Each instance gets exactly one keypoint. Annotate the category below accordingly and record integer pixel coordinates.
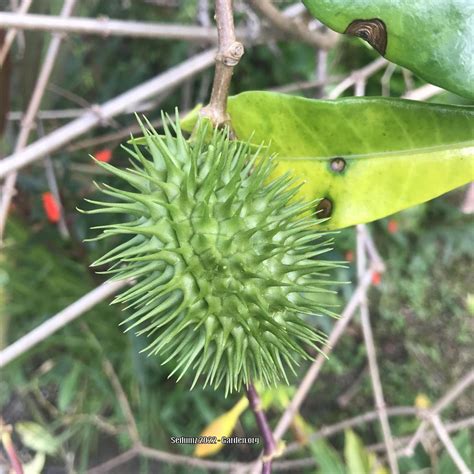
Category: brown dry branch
(8, 188)
(105, 27)
(437, 408)
(294, 28)
(228, 56)
(53, 324)
(65, 134)
(381, 409)
(10, 36)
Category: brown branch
(228, 56)
(269, 445)
(8, 189)
(109, 27)
(316, 366)
(439, 406)
(294, 28)
(10, 36)
(362, 239)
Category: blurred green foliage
(419, 310)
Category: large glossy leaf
(369, 157)
(434, 38)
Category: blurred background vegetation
(421, 310)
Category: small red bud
(51, 207)
(104, 155)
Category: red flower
(349, 255)
(51, 208)
(104, 155)
(376, 278)
(392, 226)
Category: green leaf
(463, 443)
(36, 437)
(327, 458)
(357, 460)
(396, 153)
(432, 38)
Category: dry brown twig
(228, 56)
(294, 28)
(10, 36)
(8, 188)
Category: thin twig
(437, 408)
(314, 370)
(170, 458)
(228, 56)
(294, 28)
(118, 389)
(28, 120)
(451, 427)
(53, 324)
(357, 76)
(269, 445)
(371, 354)
(113, 107)
(111, 464)
(449, 445)
(106, 27)
(331, 430)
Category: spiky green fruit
(223, 260)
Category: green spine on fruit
(223, 260)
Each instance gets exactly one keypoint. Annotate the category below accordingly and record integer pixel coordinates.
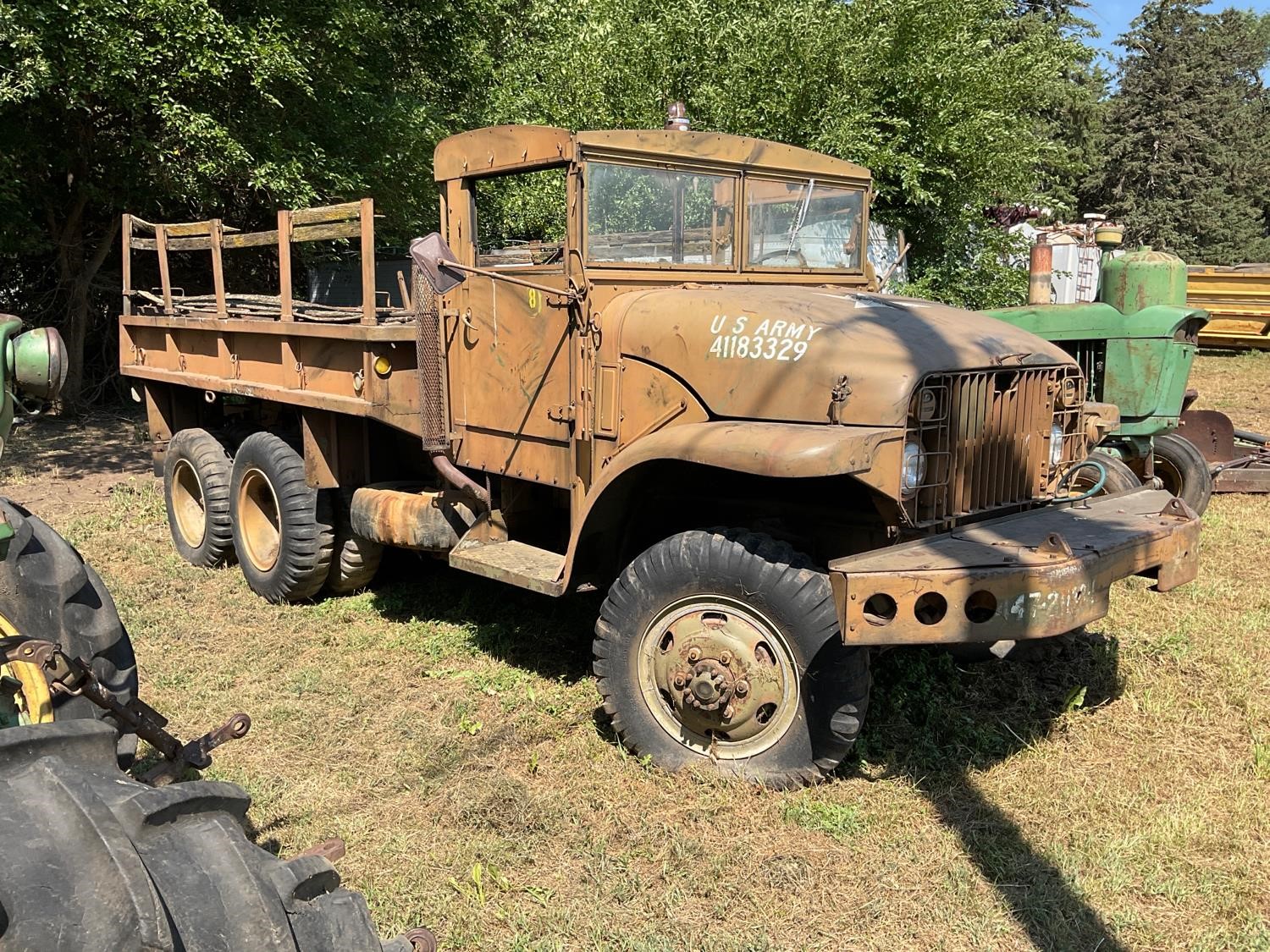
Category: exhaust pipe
(1041, 272)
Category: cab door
(508, 347)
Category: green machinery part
(1135, 343)
(32, 372)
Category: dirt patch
(69, 465)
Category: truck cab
(652, 363)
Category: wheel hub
(724, 678)
(709, 685)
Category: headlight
(1056, 444)
(914, 471)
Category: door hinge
(561, 414)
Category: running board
(513, 563)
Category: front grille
(1092, 357)
(986, 437)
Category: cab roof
(502, 149)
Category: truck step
(511, 561)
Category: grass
(1107, 792)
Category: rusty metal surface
(988, 438)
(409, 517)
(574, 373)
(1024, 576)
(498, 149)
(719, 149)
(1212, 433)
(1240, 461)
(805, 339)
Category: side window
(522, 220)
(658, 216)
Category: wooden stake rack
(324, 223)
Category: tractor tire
(196, 487)
(48, 592)
(723, 647)
(1183, 470)
(96, 860)
(355, 560)
(1119, 479)
(282, 527)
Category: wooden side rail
(324, 223)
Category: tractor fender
(776, 449)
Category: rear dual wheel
(291, 538)
(284, 531)
(723, 647)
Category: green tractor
(1135, 344)
(96, 858)
(46, 589)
■ ■ ■ ■ ■ ■ ■
▶ _TASK DETAILS_: Quote all of the entries above verbatim, from the first through the last, and omit the pictures.

▶ _EXERCISE RESULT_:
Each instance gets exactly one keypoint. Annotate the category below accordingly and record integer pixel coordinates.
Category: brown dry branch
(8, 188)
(105, 27)
(437, 408)
(294, 28)
(228, 56)
(53, 324)
(65, 134)
(381, 409)
(10, 36)
Category: brown branch
(228, 56)
(269, 445)
(8, 189)
(109, 27)
(316, 366)
(439, 406)
(294, 28)
(10, 36)
(362, 239)
Category: blurred green foliage
(419, 310)
Category: large glossy leaf
(369, 157)
(434, 38)
Category: blurred background vegetation
(421, 310)
Category: small red bud
(51, 207)
(104, 155)
Category: red flower
(349, 255)
(51, 208)
(104, 155)
(376, 278)
(392, 226)
Category: green leaf
(463, 443)
(36, 437)
(327, 458)
(357, 460)
(396, 153)
(432, 38)
Category: dry brown twig
(228, 56)
(294, 28)
(10, 36)
(8, 188)
Category: thin twig
(437, 408)
(314, 370)
(170, 458)
(228, 56)
(294, 28)
(118, 389)
(28, 120)
(451, 427)
(53, 324)
(357, 76)
(269, 445)
(371, 354)
(113, 107)
(111, 464)
(449, 445)
(106, 27)
(331, 430)
Category: spiky green fruit
(223, 260)
Category: green spine on fruit
(223, 260)
Each instance gets exactly one keypoint. Annotate the category below accordingly and record integer pixel coordinates.
Category: exhaust pipe
(1041, 272)
Category: cab door
(508, 347)
Category: green machinery part
(1135, 343)
(32, 372)
Category: dirt patch
(69, 465)
Category: truck cab
(652, 363)
Category: wheel hub
(724, 678)
(709, 685)
Category: headlight
(1056, 444)
(914, 471)
Category: door hinge
(561, 414)
Category: running board
(513, 563)
Category: front grille
(1092, 357)
(986, 437)
Category: cab roof
(502, 149)
Category: truck step
(511, 561)
Category: grass
(1107, 792)
Category: rusty metal surface
(988, 438)
(409, 517)
(574, 373)
(1024, 576)
(498, 149)
(719, 149)
(1212, 433)
(1240, 461)
(805, 339)
Category: side window
(522, 220)
(658, 216)
Category: wooden stake rack
(324, 223)
Category: tractor tire
(196, 487)
(48, 592)
(723, 647)
(1183, 470)
(96, 860)
(355, 560)
(1119, 479)
(282, 527)
Category: wooden side rail
(324, 223)
Category: tractor fender
(776, 449)
Category: rear dual wheel
(291, 538)
(284, 531)
(723, 647)
Category: green tractor
(1135, 344)
(96, 858)
(46, 589)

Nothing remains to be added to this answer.